Problem to work on:
Copy every line of the material below verbatim, keeping its original order.

Provided data:
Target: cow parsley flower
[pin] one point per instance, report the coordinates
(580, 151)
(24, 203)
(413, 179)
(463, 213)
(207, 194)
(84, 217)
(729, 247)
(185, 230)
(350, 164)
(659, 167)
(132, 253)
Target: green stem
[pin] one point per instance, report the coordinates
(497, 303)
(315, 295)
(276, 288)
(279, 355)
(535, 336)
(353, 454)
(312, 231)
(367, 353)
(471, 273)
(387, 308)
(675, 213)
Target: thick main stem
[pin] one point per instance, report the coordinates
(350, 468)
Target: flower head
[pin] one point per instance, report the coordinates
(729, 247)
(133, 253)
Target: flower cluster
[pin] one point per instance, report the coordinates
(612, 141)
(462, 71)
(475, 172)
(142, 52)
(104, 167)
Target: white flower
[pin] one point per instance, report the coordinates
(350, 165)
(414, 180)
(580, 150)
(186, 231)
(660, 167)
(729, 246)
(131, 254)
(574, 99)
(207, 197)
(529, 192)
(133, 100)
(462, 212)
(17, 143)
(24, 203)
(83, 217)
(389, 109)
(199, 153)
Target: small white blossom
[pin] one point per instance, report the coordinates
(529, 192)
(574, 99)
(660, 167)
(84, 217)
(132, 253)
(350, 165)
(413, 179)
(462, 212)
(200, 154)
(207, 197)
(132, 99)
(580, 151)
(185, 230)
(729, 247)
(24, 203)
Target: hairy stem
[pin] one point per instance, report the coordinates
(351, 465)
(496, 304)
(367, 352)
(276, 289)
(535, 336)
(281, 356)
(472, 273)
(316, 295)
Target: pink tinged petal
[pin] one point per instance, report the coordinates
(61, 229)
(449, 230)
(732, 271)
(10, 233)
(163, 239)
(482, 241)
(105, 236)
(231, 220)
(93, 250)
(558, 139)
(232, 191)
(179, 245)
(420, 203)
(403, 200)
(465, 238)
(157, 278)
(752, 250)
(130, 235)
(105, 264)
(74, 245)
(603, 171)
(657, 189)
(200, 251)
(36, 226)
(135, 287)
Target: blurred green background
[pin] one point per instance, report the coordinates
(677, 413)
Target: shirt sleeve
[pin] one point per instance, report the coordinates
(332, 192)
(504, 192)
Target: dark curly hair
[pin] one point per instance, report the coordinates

Solution:
Target: cow parsley flower
[pin] one point per instance, report the coordinates
(580, 151)
(24, 203)
(413, 179)
(463, 213)
(207, 194)
(84, 217)
(729, 247)
(185, 230)
(350, 164)
(659, 167)
(132, 253)
Target: green stem
[pin] one point per instance, report the coordinates
(497, 303)
(315, 295)
(276, 288)
(279, 355)
(535, 336)
(353, 454)
(312, 231)
(367, 353)
(471, 273)
(387, 308)
(675, 213)
Target: thick main stem
[pin] one point per instance, report the coordinates
(350, 468)
Target: flower head
[pin] one point per instance, report the coordinates
(729, 247)
(133, 253)
Target: flower cluster
[pin] one point per instance, report the coordinates
(612, 141)
(462, 71)
(475, 172)
(142, 52)
(104, 167)
Target: white flower
[pin] one point per instance, report the coordinates
(350, 165)
(414, 180)
(580, 150)
(186, 231)
(660, 167)
(729, 246)
(131, 254)
(574, 99)
(207, 197)
(529, 192)
(133, 100)
(462, 212)
(17, 143)
(24, 203)
(83, 217)
(389, 109)
(199, 153)
Target: small white blossom
[pin] one point per instance, report the coordinates
(529, 192)
(574, 99)
(660, 167)
(84, 217)
(132, 253)
(350, 165)
(413, 179)
(462, 212)
(200, 154)
(207, 197)
(132, 99)
(580, 151)
(185, 230)
(729, 247)
(24, 203)
Target: hairy stem
[pin] one point per instance, report the coordinates
(351, 465)
(496, 304)
(367, 352)
(276, 289)
(535, 336)
(281, 356)
(472, 273)
(316, 295)
Target: pink tinged petal
[pin] one point per instance, report the coordinates
(61, 229)
(449, 230)
(732, 271)
(10, 233)
(163, 239)
(482, 241)
(105, 236)
(231, 220)
(93, 250)
(558, 139)
(232, 191)
(179, 245)
(420, 203)
(403, 200)
(465, 238)
(157, 278)
(752, 250)
(130, 235)
(105, 264)
(74, 245)
(603, 171)
(657, 189)
(200, 251)
(36, 226)
(135, 287)
Target: blurred green background
[pin] one point per instance, report the coordinates
(677, 413)
Target: shirt sleeve
[pin] one point per instance, report the coordinates
(332, 192)
(504, 192)
Target: dark curly hair
[pin] one point per instance, report the coordinates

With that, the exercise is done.